• Text
※ ※ ※
Brain metastases most commonly arise from lung and breast cancers
Scientists believe they have found a potential way to stop cancers establishing themselves in the brain, and essentially becoming terminal.
A UK team discovered cancer cells hijack the brain's blood vessels to get all the nourishment they need to seed themselves there.
Key to this is a protein on the surface of cancer cells called integrin which allows them to stick to the vessels.
Drugs that block integrin may stop cancer spread PLoS ONE journal reports.
A fifth of all cancer patients will eventually have disease that has spread to the brain.
Indeed, brain metastases are the most common malignant tumours of the central nervous system, outnumbering by 10 times those that originate in the brain.
Once a cancer has spread to the brain the outlook is not good - even with maximal treatment the median survival is nine months.
Scientists at Oxford University, with funding from Cancer Research UK, the Medical Research Council and the US National Institutes of Health, wanted to investigate exactly how cancers spread.
※ ※ ※
• Provided information
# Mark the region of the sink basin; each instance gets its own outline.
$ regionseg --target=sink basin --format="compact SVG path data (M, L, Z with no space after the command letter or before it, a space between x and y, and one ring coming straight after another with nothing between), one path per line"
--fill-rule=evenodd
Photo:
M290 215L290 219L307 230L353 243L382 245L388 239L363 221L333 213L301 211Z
※ ※ ※
• Set of tasks
A. In the article on brain metastases, what is the median survival once a cancer has spread to the brain, even with maximal treatment?
B. From the article on brain metastases, copy word for word the part that opens with the words containing "Drugs that block" and closes with "to the brain.".
You won't need the lines for this.

• Answers to the problems
A. Nine months.

B.
Drugs that block integrin may stop cancer spread PLoS ONE journal reports.
A fifth of all cancer patients will eventually have disease that has spread to the brain.